▸ WORK TO COMPLETE: Reproduce exactly the lines from the start of the records through the line containing "Target: mossy rock", both included. Leave the pictures out.

▸ RECORDS:
------------------------------------

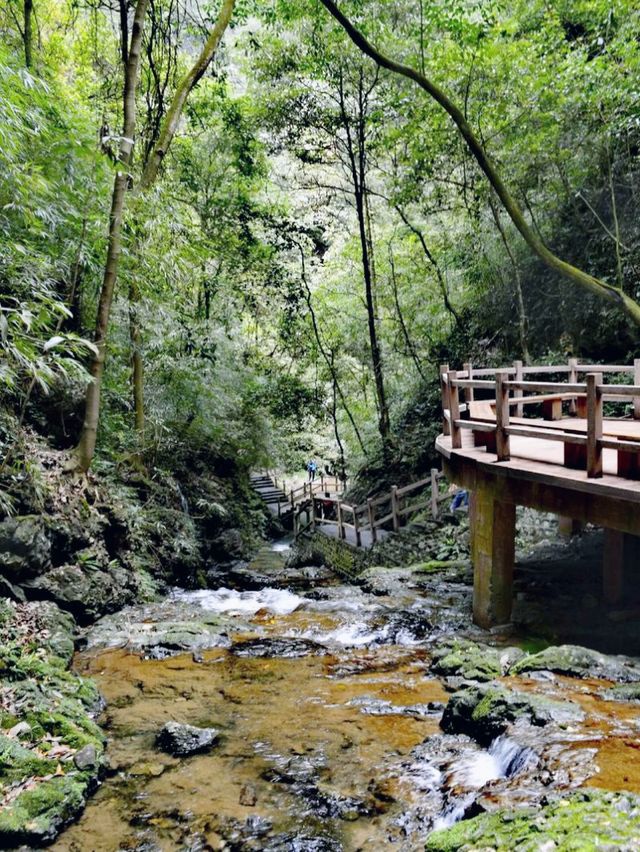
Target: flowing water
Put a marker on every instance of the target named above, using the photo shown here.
(328, 715)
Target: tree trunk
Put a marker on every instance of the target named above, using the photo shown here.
(357, 153)
(523, 323)
(28, 33)
(593, 285)
(86, 447)
(329, 358)
(137, 371)
(405, 331)
(186, 85)
(149, 176)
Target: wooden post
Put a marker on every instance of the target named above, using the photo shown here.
(394, 508)
(594, 425)
(613, 565)
(502, 416)
(372, 519)
(493, 556)
(518, 368)
(468, 392)
(444, 391)
(341, 531)
(454, 410)
(573, 379)
(357, 529)
(568, 527)
(435, 493)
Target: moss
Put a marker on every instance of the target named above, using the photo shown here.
(584, 821)
(38, 815)
(18, 762)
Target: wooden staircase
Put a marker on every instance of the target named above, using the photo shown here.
(270, 491)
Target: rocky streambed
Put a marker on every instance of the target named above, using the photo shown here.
(288, 711)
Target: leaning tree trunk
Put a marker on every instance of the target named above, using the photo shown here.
(149, 176)
(86, 447)
(593, 285)
(27, 37)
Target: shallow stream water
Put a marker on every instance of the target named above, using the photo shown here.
(328, 715)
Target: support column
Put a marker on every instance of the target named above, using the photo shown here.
(620, 564)
(613, 565)
(568, 527)
(494, 526)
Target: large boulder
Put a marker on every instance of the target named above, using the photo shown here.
(576, 661)
(465, 659)
(485, 712)
(85, 590)
(183, 740)
(25, 549)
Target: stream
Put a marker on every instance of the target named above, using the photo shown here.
(329, 718)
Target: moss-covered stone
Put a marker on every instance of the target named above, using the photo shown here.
(38, 815)
(623, 692)
(576, 661)
(485, 712)
(583, 822)
(462, 658)
(44, 725)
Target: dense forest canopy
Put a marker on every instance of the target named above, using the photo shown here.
(254, 226)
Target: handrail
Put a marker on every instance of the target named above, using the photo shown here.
(585, 398)
(363, 516)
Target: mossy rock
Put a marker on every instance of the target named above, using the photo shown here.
(576, 661)
(581, 823)
(471, 661)
(623, 692)
(485, 712)
(38, 815)
(18, 762)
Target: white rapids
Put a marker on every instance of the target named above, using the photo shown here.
(232, 602)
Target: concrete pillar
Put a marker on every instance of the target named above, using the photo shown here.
(568, 527)
(494, 526)
(621, 563)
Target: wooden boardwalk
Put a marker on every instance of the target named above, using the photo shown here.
(573, 461)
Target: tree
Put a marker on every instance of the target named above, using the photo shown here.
(612, 293)
(86, 446)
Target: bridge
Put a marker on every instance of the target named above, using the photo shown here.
(557, 438)
(320, 506)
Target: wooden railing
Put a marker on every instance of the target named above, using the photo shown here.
(295, 496)
(391, 510)
(585, 435)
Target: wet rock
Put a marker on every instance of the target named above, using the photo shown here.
(85, 590)
(183, 740)
(580, 662)
(623, 692)
(462, 658)
(86, 758)
(586, 820)
(485, 712)
(278, 647)
(38, 815)
(406, 626)
(248, 796)
(379, 707)
(25, 549)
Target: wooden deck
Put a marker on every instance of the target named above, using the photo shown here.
(573, 461)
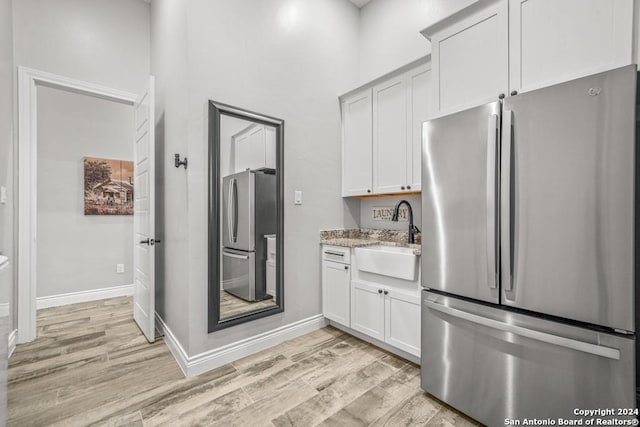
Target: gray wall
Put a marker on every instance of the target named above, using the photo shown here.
(6, 180)
(98, 41)
(390, 32)
(77, 252)
(289, 60)
(366, 205)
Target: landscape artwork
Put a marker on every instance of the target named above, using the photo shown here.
(108, 187)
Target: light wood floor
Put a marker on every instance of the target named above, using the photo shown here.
(231, 305)
(91, 366)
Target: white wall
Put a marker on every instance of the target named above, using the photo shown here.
(169, 65)
(6, 180)
(76, 252)
(390, 32)
(289, 59)
(99, 41)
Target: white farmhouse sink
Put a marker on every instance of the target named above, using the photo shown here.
(392, 261)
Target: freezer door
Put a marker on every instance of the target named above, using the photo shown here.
(495, 365)
(238, 273)
(568, 199)
(459, 186)
(238, 213)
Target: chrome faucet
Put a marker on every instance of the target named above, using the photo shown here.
(413, 230)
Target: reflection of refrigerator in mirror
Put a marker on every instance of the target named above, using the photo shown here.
(248, 214)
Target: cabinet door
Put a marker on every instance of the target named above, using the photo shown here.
(389, 136)
(419, 94)
(336, 291)
(250, 149)
(367, 309)
(402, 321)
(470, 60)
(356, 144)
(554, 41)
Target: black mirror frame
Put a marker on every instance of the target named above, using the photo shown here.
(216, 110)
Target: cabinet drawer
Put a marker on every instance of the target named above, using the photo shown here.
(336, 254)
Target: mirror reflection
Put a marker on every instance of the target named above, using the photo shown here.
(246, 210)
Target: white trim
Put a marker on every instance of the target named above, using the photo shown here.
(383, 345)
(203, 362)
(28, 82)
(12, 341)
(84, 296)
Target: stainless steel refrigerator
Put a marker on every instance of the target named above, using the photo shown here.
(529, 251)
(248, 214)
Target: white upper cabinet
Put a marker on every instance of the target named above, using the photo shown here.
(553, 41)
(390, 136)
(382, 151)
(357, 154)
(470, 59)
(505, 47)
(254, 148)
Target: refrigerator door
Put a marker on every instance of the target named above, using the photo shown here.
(238, 273)
(459, 186)
(238, 213)
(493, 364)
(567, 199)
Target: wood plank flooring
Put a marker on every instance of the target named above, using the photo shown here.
(91, 366)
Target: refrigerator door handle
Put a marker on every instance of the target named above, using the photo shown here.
(492, 143)
(232, 255)
(585, 347)
(234, 189)
(505, 202)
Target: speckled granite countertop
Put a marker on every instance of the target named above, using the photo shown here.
(357, 238)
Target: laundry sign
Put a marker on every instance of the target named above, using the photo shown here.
(385, 213)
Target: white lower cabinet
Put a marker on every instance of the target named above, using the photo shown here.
(402, 321)
(336, 291)
(387, 314)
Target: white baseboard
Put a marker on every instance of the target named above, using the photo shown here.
(203, 362)
(12, 341)
(84, 296)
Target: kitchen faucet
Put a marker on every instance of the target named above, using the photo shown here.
(412, 228)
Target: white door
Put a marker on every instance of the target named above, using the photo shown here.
(389, 136)
(419, 94)
(144, 215)
(367, 309)
(471, 60)
(402, 321)
(356, 144)
(336, 278)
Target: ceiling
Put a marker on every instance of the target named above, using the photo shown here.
(360, 3)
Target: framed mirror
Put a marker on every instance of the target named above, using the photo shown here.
(246, 223)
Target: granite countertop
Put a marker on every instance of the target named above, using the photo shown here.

------------------------------------

▸ ANSWER FOR THIS EXERCISE:
Target: flowing water
Put a marker on every instance of the target named above, using the photo shown here.
(328, 715)
Target: tree trunk
Put a marker on every instance of the target named above, using the photo shown here.
(357, 153)
(523, 323)
(28, 33)
(593, 285)
(86, 447)
(329, 358)
(137, 371)
(405, 331)
(186, 85)
(149, 176)
Target: wooden post
Put a marker on every instance of the target named above, using the photo shown here.
(394, 508)
(594, 425)
(613, 565)
(502, 416)
(372, 519)
(493, 556)
(518, 368)
(468, 392)
(444, 391)
(341, 531)
(454, 410)
(573, 379)
(357, 529)
(568, 527)
(435, 493)
Target: moss
Put a marker on every instance of the target named above, using the photo shown here.
(584, 821)
(38, 815)
(18, 762)
Target: wooden staircase
Put a marker on every instance of the target named above, using the photo shown here.
(270, 491)
Target: rocky streambed
Put a marker on every instance of the target named above, using the photo shown here.
(288, 711)
Target: leaning tree trunk
Put a marker on every instance of the target named above, using the photo shown here.
(149, 176)
(86, 447)
(593, 285)
(27, 37)
Target: shallow stream water
Put a marker on every instance of the target named above, using the photo shown here.
(328, 715)
Target: support column
Put a marker on every instance of the target named above, using the photo shown here.
(620, 564)
(613, 565)
(568, 527)
(494, 526)
Target: large boulder
Put a marker on every instance of the target named above, using the photo shown here.
(576, 661)
(465, 659)
(485, 712)
(85, 590)
(183, 740)
(25, 549)
Target: stream
Put a marker on every instance of the target named above, using the photo shown here.
(329, 718)
Target: moss-covered stone
Put a marker on every instance of the target named above, using the photo shown here.
(38, 815)
(623, 692)
(576, 661)
(485, 712)
(583, 822)
(462, 658)
(44, 725)
Target: dense forest canopy
Put a marker on every instance of the target named above, using the photo shown here.
(254, 226)
Target: handrail
Put a marker on every instance of the target named above, using the photo shown here.
(585, 398)
(363, 516)
Target: mossy rock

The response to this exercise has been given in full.